Dataset entries
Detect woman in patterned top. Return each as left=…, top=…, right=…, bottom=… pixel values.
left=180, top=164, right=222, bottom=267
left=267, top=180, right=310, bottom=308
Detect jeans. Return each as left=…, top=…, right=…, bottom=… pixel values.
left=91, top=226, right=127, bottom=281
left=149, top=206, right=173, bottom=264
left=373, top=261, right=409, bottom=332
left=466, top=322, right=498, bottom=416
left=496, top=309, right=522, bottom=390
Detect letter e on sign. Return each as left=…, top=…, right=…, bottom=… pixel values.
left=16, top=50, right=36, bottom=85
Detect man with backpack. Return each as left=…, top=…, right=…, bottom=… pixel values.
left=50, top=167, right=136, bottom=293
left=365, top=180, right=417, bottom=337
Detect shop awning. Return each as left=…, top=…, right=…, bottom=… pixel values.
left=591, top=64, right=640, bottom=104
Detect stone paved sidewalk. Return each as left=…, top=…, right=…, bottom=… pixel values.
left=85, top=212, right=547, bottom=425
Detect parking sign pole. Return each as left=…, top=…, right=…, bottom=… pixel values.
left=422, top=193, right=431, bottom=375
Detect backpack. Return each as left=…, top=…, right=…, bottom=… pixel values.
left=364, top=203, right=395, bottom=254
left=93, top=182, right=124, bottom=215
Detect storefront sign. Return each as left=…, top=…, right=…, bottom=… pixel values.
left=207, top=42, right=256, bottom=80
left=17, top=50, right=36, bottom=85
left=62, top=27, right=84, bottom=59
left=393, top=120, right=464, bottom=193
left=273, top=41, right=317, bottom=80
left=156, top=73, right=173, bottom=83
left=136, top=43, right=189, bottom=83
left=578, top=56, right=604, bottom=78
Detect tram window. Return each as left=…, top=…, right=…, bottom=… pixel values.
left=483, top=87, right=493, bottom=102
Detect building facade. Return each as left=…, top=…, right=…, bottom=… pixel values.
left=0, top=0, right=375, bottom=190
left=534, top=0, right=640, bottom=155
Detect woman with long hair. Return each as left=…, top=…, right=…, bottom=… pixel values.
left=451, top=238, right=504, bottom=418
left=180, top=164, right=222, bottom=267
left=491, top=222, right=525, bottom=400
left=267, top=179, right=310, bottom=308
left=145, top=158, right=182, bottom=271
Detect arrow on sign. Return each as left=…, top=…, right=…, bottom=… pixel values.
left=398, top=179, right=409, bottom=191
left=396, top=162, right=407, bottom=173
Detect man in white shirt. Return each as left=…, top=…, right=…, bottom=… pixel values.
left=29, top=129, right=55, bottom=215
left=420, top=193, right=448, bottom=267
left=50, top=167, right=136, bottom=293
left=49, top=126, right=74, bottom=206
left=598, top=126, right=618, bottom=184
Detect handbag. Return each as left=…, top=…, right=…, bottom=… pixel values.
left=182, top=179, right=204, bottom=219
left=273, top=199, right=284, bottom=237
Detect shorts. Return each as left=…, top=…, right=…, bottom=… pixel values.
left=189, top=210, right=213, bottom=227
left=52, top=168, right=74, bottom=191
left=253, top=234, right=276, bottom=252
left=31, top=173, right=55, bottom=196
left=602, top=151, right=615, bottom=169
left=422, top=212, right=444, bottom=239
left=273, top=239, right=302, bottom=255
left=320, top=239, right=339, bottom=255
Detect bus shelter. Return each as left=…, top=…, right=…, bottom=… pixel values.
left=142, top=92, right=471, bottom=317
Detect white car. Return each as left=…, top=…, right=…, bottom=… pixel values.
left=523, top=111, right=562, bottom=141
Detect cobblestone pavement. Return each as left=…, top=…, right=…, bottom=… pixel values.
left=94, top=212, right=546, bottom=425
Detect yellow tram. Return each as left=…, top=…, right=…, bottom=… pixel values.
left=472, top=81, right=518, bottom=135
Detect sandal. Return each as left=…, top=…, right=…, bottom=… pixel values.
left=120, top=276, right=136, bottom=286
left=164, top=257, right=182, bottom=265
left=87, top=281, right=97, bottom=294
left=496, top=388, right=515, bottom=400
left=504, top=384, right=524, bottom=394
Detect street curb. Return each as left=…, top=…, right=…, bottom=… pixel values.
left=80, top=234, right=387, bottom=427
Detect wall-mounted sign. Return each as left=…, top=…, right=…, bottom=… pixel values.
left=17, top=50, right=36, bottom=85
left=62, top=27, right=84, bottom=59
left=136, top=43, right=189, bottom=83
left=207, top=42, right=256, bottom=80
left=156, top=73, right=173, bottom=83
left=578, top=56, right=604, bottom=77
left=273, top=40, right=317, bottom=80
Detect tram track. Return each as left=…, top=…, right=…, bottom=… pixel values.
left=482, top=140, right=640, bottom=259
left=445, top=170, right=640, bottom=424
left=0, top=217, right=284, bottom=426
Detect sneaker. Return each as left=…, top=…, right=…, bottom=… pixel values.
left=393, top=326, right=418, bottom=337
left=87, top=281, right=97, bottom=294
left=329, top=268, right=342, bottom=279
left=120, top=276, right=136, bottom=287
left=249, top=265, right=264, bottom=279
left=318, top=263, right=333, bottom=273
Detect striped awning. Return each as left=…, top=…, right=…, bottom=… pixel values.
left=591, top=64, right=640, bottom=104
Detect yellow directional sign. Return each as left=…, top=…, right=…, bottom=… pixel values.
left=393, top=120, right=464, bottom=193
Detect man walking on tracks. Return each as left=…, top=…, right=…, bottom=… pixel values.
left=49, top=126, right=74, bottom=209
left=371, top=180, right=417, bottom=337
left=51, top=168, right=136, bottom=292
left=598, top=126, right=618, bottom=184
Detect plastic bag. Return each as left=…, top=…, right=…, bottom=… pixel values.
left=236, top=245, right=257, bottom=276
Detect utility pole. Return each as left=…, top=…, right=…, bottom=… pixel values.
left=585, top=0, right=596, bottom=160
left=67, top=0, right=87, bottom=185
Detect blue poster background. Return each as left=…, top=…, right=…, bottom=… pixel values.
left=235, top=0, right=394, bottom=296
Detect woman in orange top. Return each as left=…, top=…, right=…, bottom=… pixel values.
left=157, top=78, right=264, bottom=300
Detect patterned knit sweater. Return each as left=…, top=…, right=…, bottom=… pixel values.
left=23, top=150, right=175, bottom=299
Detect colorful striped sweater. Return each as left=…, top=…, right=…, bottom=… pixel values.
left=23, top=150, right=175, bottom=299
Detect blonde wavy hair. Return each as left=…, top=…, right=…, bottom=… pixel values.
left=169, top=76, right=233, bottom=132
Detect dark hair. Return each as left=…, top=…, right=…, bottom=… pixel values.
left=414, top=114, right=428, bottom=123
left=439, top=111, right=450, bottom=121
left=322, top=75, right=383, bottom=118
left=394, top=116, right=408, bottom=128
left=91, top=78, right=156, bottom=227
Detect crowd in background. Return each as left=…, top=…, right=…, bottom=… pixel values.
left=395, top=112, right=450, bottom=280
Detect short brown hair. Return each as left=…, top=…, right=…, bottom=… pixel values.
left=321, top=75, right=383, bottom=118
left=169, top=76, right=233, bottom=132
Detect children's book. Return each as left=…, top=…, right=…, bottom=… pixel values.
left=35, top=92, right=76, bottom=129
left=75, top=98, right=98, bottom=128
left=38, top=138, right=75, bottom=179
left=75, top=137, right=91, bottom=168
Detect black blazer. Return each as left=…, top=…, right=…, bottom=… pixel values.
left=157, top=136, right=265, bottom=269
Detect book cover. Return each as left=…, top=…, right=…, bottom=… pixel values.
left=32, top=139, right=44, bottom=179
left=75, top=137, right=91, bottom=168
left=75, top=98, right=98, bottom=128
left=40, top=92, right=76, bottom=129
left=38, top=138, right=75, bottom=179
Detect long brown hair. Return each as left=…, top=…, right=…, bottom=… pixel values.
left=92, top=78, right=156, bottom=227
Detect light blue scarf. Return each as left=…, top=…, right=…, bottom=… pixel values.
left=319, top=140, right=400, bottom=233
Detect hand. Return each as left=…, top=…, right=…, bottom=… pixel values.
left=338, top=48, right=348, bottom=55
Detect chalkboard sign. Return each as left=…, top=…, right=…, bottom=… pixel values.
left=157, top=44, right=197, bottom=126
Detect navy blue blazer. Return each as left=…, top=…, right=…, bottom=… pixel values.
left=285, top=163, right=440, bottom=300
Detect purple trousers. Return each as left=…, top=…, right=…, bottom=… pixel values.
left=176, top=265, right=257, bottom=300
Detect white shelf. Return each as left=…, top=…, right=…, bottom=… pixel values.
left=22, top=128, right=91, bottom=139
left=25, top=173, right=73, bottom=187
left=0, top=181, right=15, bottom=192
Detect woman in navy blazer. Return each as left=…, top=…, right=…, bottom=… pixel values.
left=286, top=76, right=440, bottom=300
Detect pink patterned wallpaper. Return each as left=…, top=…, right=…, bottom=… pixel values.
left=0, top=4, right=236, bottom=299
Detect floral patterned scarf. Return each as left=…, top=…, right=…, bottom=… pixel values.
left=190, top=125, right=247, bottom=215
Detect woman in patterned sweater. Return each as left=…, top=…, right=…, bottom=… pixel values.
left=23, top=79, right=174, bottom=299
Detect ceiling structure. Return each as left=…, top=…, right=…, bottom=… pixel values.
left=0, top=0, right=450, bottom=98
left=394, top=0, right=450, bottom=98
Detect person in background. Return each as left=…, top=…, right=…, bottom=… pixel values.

▶ **To do**
Copy the material above without changes, from the line with "Detect woman in orange" to the line with "left=91, top=78, right=156, bottom=227".

▶ **Result below**
Detect woman in orange top. Return each as left=…, top=…, right=…, bottom=… pixel values.
left=157, top=78, right=264, bottom=300
Detect patterned knit sweater. Return each as left=…, top=…, right=…, bottom=… pixel values.
left=23, top=150, right=175, bottom=299
Detect colorful striped sweater. Return each as left=…, top=…, right=…, bottom=… pixel values.
left=23, top=150, right=175, bottom=299
Detect blonde wavy hair. Return each as left=…, top=…, right=…, bottom=… pixel values.
left=169, top=76, right=233, bottom=132
Detect dark hair. Return each as left=…, top=…, right=…, bottom=… pixel values.
left=414, top=114, right=428, bottom=123
left=439, top=111, right=450, bottom=121
left=322, top=75, right=383, bottom=118
left=394, top=116, right=408, bottom=128
left=91, top=78, right=156, bottom=227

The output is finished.